* Start *
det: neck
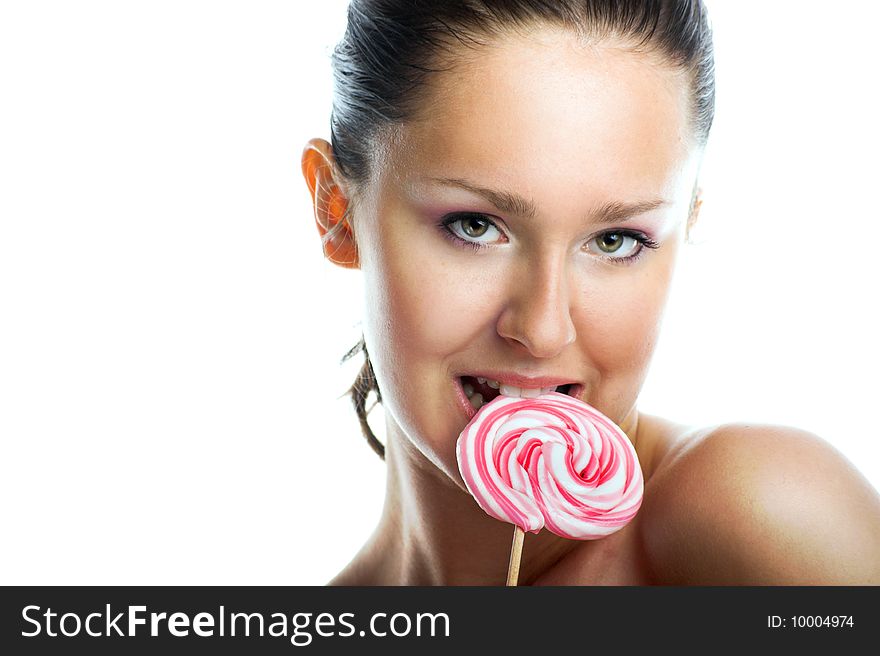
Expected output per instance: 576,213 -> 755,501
356,409 -> 638,585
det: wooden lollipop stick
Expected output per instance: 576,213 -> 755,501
507,526 -> 525,585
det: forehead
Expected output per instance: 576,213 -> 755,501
387,28 -> 692,198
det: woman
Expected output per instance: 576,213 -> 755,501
302,0 -> 880,585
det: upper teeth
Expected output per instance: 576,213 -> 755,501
464,377 -> 556,399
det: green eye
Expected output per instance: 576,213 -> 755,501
596,232 -> 625,253
460,216 -> 491,238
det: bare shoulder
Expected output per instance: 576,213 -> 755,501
639,424 -> 880,585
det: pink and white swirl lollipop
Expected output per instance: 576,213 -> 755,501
456,392 -> 644,545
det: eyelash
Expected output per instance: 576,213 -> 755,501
439,212 -> 660,265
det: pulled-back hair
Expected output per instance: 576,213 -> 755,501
324,0 -> 715,458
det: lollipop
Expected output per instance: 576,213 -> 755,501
456,392 -> 644,582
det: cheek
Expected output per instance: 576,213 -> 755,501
364,226 -> 489,378
575,249 -> 675,377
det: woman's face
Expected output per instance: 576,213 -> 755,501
353,29 -> 699,485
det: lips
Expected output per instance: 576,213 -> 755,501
454,372 -> 584,421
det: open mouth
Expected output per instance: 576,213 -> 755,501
460,376 -> 575,410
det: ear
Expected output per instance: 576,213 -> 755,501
302,139 -> 360,269
684,186 -> 703,243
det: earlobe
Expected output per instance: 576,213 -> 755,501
302,139 -> 360,269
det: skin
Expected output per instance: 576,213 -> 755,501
302,27 -> 880,585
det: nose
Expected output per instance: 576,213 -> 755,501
497,252 -> 577,358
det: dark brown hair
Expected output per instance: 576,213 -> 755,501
325,0 -> 715,458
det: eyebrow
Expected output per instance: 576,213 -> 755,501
429,178 -> 669,224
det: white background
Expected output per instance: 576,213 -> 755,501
0,0 -> 880,584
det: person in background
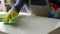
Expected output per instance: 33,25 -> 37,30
4,0 -> 29,24
48,0 -> 60,19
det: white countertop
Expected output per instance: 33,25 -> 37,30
0,16 -> 60,34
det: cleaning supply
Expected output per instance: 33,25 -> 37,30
4,10 -> 18,24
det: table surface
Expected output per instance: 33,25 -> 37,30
0,16 -> 60,34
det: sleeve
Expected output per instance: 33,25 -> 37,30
11,0 -> 25,13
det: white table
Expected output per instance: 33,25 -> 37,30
0,16 -> 60,34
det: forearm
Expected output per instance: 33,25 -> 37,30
11,0 -> 25,13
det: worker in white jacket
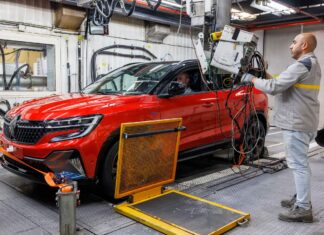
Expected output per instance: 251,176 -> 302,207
242,33 -> 321,222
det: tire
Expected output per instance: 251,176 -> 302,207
100,141 -> 119,199
235,116 -> 266,162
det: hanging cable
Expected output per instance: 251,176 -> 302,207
5,64 -> 30,90
0,43 -> 7,90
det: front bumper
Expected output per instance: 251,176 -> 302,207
0,155 -> 45,184
0,149 -> 86,182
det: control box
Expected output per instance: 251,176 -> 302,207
211,25 -> 258,74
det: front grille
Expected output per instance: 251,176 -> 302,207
3,117 -> 67,145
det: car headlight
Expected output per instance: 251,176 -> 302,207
45,115 -> 102,142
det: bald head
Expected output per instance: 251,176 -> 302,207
301,33 -> 317,53
290,33 -> 317,60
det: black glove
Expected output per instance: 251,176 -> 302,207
241,73 -> 255,85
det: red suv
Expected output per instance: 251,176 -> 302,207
0,60 -> 268,196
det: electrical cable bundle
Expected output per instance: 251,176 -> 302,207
225,51 -> 266,169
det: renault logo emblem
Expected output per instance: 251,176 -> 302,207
9,115 -> 21,139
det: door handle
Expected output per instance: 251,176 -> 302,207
203,103 -> 213,108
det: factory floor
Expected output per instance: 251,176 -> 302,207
0,128 -> 324,235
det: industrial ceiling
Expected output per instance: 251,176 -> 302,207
51,0 -> 324,30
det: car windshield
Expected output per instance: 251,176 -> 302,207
82,62 -> 175,95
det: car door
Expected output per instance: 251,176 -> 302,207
159,69 -> 218,150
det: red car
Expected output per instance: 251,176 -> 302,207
0,60 -> 268,196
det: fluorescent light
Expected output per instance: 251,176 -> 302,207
231,8 -> 256,21
250,0 -> 296,16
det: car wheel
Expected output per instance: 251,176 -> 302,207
240,116 -> 266,162
101,141 -> 119,199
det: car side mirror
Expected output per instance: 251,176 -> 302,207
168,81 -> 186,96
159,81 -> 186,98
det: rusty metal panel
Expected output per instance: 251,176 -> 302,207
115,118 -> 182,198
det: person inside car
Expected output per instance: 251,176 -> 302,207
177,72 -> 193,94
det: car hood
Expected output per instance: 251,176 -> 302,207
7,94 -> 140,121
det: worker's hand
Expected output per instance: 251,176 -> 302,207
241,73 -> 255,84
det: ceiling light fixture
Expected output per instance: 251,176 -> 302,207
250,0 -> 296,16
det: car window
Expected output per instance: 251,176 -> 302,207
206,67 -> 233,90
161,68 -> 208,95
82,62 -> 175,95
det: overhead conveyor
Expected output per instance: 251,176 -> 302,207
115,119 -> 250,235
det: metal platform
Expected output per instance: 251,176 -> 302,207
116,190 -> 250,235
0,129 -> 324,235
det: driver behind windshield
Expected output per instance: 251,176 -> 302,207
177,72 -> 192,94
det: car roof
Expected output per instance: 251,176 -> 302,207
124,59 -> 198,66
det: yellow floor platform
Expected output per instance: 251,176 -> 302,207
115,119 -> 250,235
115,190 -> 250,235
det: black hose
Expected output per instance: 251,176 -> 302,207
0,99 -> 11,117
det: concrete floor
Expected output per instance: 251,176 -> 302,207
* End *
Short task:
Please rewrite all the items with "Expected output per instance" replaced by "Box format for each match" everywhere, leaving everything else unchanged and omitting the pictures.

Task result:
det: neck
Box format for each match: 576,213 -> 755,501
356,409 -> 638,585
det: wooden lollipop stick
Box format for each match: 576,213 -> 755,501
507,526 -> 525,585
det: forehead
Box format for each match: 576,213 -> 755,501
387,28 -> 692,198
det: woman
Box format for each match: 576,213 -> 755,501
302,0 -> 880,585
det: upper teeth
Box format for each match: 576,213 -> 755,501
464,377 -> 556,399
det: green eye
Box format for each match: 576,213 -> 755,501
596,232 -> 625,253
460,216 -> 491,238
det: bare shoulder
Box format for each match: 576,213 -> 755,501
639,424 -> 880,585
det: pink and white swirl lollipop
Box format for each match: 576,213 -> 755,501
456,392 -> 644,545
det: eyelash
Box format for each match: 576,213 -> 755,501
439,212 -> 660,265
det: pulled-back hair
Box format for each match: 576,213 -> 755,501
324,0 -> 715,458
det: lollipop
Box format for each match: 576,213 -> 755,501
456,392 -> 644,582
det: cheek
Box format for each match: 576,213 -> 755,501
364,226 -> 489,378
575,249 -> 675,377
det: woman's face
Box format for each match: 576,213 -> 755,501
353,29 -> 699,485
det: lips
Box format for each match: 576,213 -> 755,501
454,372 -> 584,421
det: open mouth
Box format for each match: 576,213 -> 755,501
460,376 -> 575,410
det: ear
Box format for each match: 576,213 -> 755,501
302,139 -> 360,269
684,186 -> 703,243
det: earlobe
Box format for each match: 576,213 -> 755,501
302,139 -> 360,269
det: skin
Box format for each match: 576,213 -> 755,501
302,27 -> 880,585
det: nose
Box format for each match: 576,213 -> 755,501
497,252 -> 577,358
det: dark brown hair
Box format for each match: 576,213 -> 755,501
325,0 -> 715,458
det: eyebrow
Box format for each match: 576,213 -> 755,501
429,178 -> 669,224
det: white background
Box format for each match: 576,213 -> 755,501
0,0 -> 880,584
det: person in background
Box format for each match: 33,25 -> 37,30
4,0 -> 29,24
48,0 -> 60,19
det: white countertop
Box format for each match: 33,25 -> 37,30
0,16 -> 60,34
det: cleaning supply
Box format for each match: 33,25 -> 37,30
4,10 -> 18,24
det: table surface
Box format for each match: 33,25 -> 37,30
0,16 -> 60,34
det: sleeve
Box format for each match: 33,25 -> 37,30
11,0 -> 25,13
det: white table
Box format for each match: 33,25 -> 37,30
0,16 -> 60,34
det: forearm
Box format for each match: 33,25 -> 37,30
11,0 -> 25,13
det: worker in white jacket
Box format for each match: 251,176 -> 302,207
242,33 -> 321,222
det: tire
Box format for each match: 251,176 -> 302,207
100,141 -> 119,199
235,116 -> 266,162
det: hanging cable
Box format for each match: 251,176 -> 302,207
5,64 -> 30,90
0,43 -> 7,90
det: front bumper
Box format for each match: 251,176 -> 302,207
0,155 -> 45,184
0,149 -> 86,182
det: control box
Box format for each match: 251,176 -> 302,207
211,25 -> 258,74
det: front grille
Box format for each match: 251,176 -> 302,207
3,117 -> 67,145
det: car headlight
Box format for each match: 251,176 -> 302,207
45,115 -> 102,142
det: bald head
Box format for each match: 251,176 -> 302,207
301,33 -> 317,53
290,33 -> 317,60
det: black glove
Box format for each match: 251,176 -> 302,207
241,73 -> 255,85
det: red suv
Box format for each match: 251,176 -> 302,207
0,60 -> 268,196
det: electrical cable bundle
Box format for each match: 251,176 -> 302,207
225,51 -> 266,169
det: renault logo emblem
Box format for each match: 251,176 -> 302,207
9,115 -> 21,139
det: door handle
Box format for each match: 251,176 -> 302,207
203,103 -> 213,108
det: factory floor
Box format for each match: 251,176 -> 302,207
0,128 -> 324,235
det: industrial ceiling
Box format for each match: 251,176 -> 302,207
51,0 -> 324,30
det: car windshield
Box format for each match: 251,176 -> 302,207
82,62 -> 175,95
det: car door
Box format for each match: 251,176 -> 302,207
159,69 -> 218,150
det: red car
Box format for each match: 251,176 -> 302,207
0,60 -> 268,196
det: fluorescent light
Box format for each match: 251,176 -> 302,207
231,8 -> 256,21
250,0 -> 296,16
det: car wheel
Box format for each match: 251,176 -> 302,207
240,116 -> 266,162
101,141 -> 119,199
det: car side mirror
Box format for each match: 251,176 -> 302,207
168,81 -> 186,96
159,81 -> 186,98
det: rusty metal panel
Box format for each match: 251,176 -> 302,207
115,118 -> 182,198
det: person inside car
Box format for each match: 251,176 -> 302,207
177,72 -> 193,94
det: car hood
Box format for each match: 251,176 -> 302,207
7,94 -> 140,121
det: worker's hand
Box format for each match: 251,176 -> 302,207
241,73 -> 255,84
det: ceiling light fixture
Box format for each match: 251,176 -> 302,207
250,0 -> 296,16
det: car window
Box format for each match: 251,176 -> 302,207
206,67 -> 233,90
161,68 -> 208,95
82,62 -> 175,95
det: overhead conveyor
Box format for each match: 251,176 -> 302,207
115,119 -> 250,235
det: metal platform
Box format for each match: 251,176 -> 302,207
116,190 -> 250,235
0,129 -> 324,235
det: driver behind windshield
Box format for each match: 251,176 -> 302,207
177,72 -> 192,94
det: car roof
Box format for each match: 251,176 -> 302,207
124,59 -> 198,66
det: yellow floor platform
Box format for each match: 251,176 -> 302,207
115,119 -> 250,235
115,190 -> 250,235
det: black hose
Box format for each match: 251,176 -> 302,207
0,99 -> 11,117
det: concrete floor
Box format for each match: 251,176 -> 302,207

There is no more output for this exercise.